* DOCUMENT TEXT:
* * * *
It’s easy to overlook small business email marketing. Channels such as social media, influencer partnerships, and targeted ads may seem more modern and, therefore, more effective, especially if you don’t know the business email best practices.
In reality, small business email marketing is still a key strategy for driving traffic to your website and landing sales online or in person. Consumers identify it as their preferred brand communication channel, and it provides incredibly high returns.
In this post, we’ll show you why email marketing is not only still relevant but vital to the success of your business. Then we’ll share five steps you can take to implement business email best practices.
I recently sat down with podcast host Matthew Dunn, the founder of Campaign Genius: Real-Time Email Content Made Easy to talk about strategic marketing. The conversation covered email (of course), websites, digital tools, small business, big business, and the fun business of being in business.
Why Small Business Email Marketing Is Useful
Considering the prevalence of social media, especially among Millenials and Gen Z, it’s understandable that you might think it should be your primary marketing channel. However, email marketing is still key to promoting your business, even to younger consumers.
* * * *
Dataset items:
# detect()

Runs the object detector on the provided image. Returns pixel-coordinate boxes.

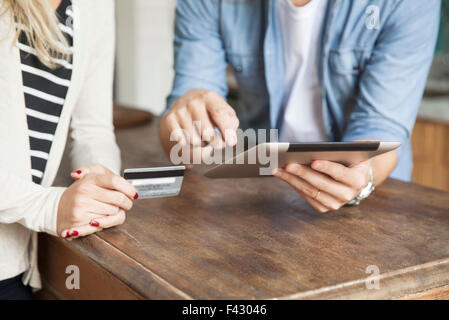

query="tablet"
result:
[200,142,401,179]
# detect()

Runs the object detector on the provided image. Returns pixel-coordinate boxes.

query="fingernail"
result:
[90,221,100,227]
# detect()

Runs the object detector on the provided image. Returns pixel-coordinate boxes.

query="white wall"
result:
[115,0,176,114]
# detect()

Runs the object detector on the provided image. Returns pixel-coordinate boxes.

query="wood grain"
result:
[40,117,449,299]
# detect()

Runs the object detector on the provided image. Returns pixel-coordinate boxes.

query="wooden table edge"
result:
[273,258,449,300]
* * * *
* GIVEN INSTRUCTION: According to the email marketing post, what do consumers identify email as? The listing comes from a source separate from the email marketing post.

* REPLY: Their preferred brand communication channel.